### WHAT IS NEEDED
Reproduce every line of the records below word for word, leaving out the pictures.

[Lines of data]
□ □ □ □

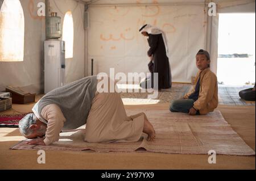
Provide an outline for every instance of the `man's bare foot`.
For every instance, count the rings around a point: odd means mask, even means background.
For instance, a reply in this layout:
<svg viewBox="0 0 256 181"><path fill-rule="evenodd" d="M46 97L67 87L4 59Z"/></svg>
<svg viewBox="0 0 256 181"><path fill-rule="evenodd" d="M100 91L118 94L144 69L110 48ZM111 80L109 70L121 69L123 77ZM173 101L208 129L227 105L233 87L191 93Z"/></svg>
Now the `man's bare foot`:
<svg viewBox="0 0 256 181"><path fill-rule="evenodd" d="M143 133L148 135L147 141L154 141L155 138L155 132L153 126L147 119L144 119Z"/></svg>

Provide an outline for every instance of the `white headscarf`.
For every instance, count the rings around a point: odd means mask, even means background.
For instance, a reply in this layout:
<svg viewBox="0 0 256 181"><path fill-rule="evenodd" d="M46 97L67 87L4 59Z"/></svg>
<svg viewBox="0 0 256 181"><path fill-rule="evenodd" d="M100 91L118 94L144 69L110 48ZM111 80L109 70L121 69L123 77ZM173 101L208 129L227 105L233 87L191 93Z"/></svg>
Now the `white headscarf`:
<svg viewBox="0 0 256 181"><path fill-rule="evenodd" d="M166 47L166 56L169 58L169 49L168 48L168 39L167 36L166 36L166 33L161 29L156 27L153 27L151 26L150 24L146 24L146 26L143 28L144 26L142 26L140 29L140 32L142 33L143 32L146 32L148 34L151 35L159 35L162 34L163 36L163 39L164 43L164 46ZM169 60L170 61L170 60Z"/></svg>

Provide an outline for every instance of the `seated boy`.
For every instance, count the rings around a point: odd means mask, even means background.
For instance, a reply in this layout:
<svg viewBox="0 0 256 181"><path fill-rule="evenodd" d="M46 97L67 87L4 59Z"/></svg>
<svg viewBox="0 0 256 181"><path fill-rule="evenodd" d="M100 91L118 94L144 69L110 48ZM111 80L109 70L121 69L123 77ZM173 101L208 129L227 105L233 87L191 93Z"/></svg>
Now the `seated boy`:
<svg viewBox="0 0 256 181"><path fill-rule="evenodd" d="M172 102L171 112L188 113L189 115L206 115L218 106L218 83L216 75L210 70L210 55L201 49L196 55L199 69L196 77L196 85L183 99Z"/></svg>

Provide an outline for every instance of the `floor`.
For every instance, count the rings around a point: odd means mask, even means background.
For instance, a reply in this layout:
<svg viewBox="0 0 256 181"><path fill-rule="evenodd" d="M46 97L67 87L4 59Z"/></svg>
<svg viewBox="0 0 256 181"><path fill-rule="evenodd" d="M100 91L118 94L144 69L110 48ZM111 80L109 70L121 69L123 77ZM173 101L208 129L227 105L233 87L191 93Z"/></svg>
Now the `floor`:
<svg viewBox="0 0 256 181"><path fill-rule="evenodd" d="M39 99L37 98L37 99ZM31 111L33 104L14 105L15 111ZM126 109L167 109L169 104L125 106ZM219 106L224 118L255 150L255 105ZM9 110L5 113L15 113ZM0 128L0 169L255 169L255 156L217 155L209 164L208 155L139 153L84 153L49 150L46 164L38 164L36 150L11 150L22 140L17 128Z"/></svg>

□ □ □ □

### REPLY
Provide an outline for every instance of the `man's bare foot`.
For every instance, count the rings around a point: odd means mask, even means background.
For instance, a reply in this layout:
<svg viewBox="0 0 256 181"><path fill-rule="evenodd" d="M46 97L67 87L4 59Z"/></svg>
<svg viewBox="0 0 256 181"><path fill-rule="evenodd" d="M100 91L118 94L144 69L110 48ZM111 80L109 70L121 69L123 77ZM173 101L208 129L227 105L233 87L191 93Z"/></svg>
Now the `man's bare foot`:
<svg viewBox="0 0 256 181"><path fill-rule="evenodd" d="M143 133L148 135L147 141L154 141L155 138L155 132L153 126L147 119L144 119Z"/></svg>

Provide an outline for every instance of the `white headscarf`.
For every instance, count the rings around a point: odd means mask, even means background.
For instance, a reply in this layout:
<svg viewBox="0 0 256 181"><path fill-rule="evenodd" d="M46 97L67 87L4 59Z"/></svg>
<svg viewBox="0 0 256 181"><path fill-rule="evenodd" d="M100 91L118 94L144 69L110 48ZM111 80L109 70L121 69L123 77ZM173 101L208 129L227 105L233 87L191 93Z"/></svg>
Now the `white headscarf`:
<svg viewBox="0 0 256 181"><path fill-rule="evenodd" d="M166 47L166 56L169 58L169 49L168 48L168 39L167 36L166 36L166 33L161 29L156 27L153 27L151 26L150 24L146 24L146 26L143 28L144 26L142 26L140 29L140 32L142 33L143 32L146 32L148 34L151 35L159 35L162 34L163 36L163 39L164 43L164 46ZM169 60L170 61L170 60Z"/></svg>

Provide an outline for every instance of the `seated boy`.
For every instance, count the rings around a point: odd means mask, even means background.
For instance, a reply in this layout:
<svg viewBox="0 0 256 181"><path fill-rule="evenodd" d="M46 97L67 87L4 59Z"/></svg>
<svg viewBox="0 0 256 181"><path fill-rule="evenodd" d="M100 91L118 94L144 69L110 48ZM111 80L109 70L121 69L123 77ZM173 101L208 129L227 105L233 87L191 93Z"/></svg>
Now the `seated boy`:
<svg viewBox="0 0 256 181"><path fill-rule="evenodd" d="M172 102L171 112L188 113L189 115L206 115L218 106L218 83L216 75L210 70L210 55L201 49L196 55L199 69L196 77L196 85L183 99Z"/></svg>

Provide an outline for every instance of the `floor`.
For every instance, count the rings around a point: odd means mask, even means background.
For instance, a reply in this layout:
<svg viewBox="0 0 256 181"><path fill-rule="evenodd" d="M46 97L67 87L4 59Z"/></svg>
<svg viewBox="0 0 256 181"><path fill-rule="evenodd" d="M100 91L118 94L144 69L110 48ZM111 80L109 70L121 69L123 77ZM173 101L208 129L227 105L233 87L191 93Z"/></svg>
Now the `floor`:
<svg viewBox="0 0 256 181"><path fill-rule="evenodd" d="M39 99L37 98L37 99ZM31 111L33 104L14 105L15 111ZM126 109L167 109L169 104L125 106ZM219 106L224 118L255 150L255 105ZM9 110L5 113L15 113ZM0 128L0 169L255 169L255 156L217 155L209 164L208 155L139 153L84 153L49 150L46 164L38 164L36 150L11 150L22 140L17 128Z"/></svg>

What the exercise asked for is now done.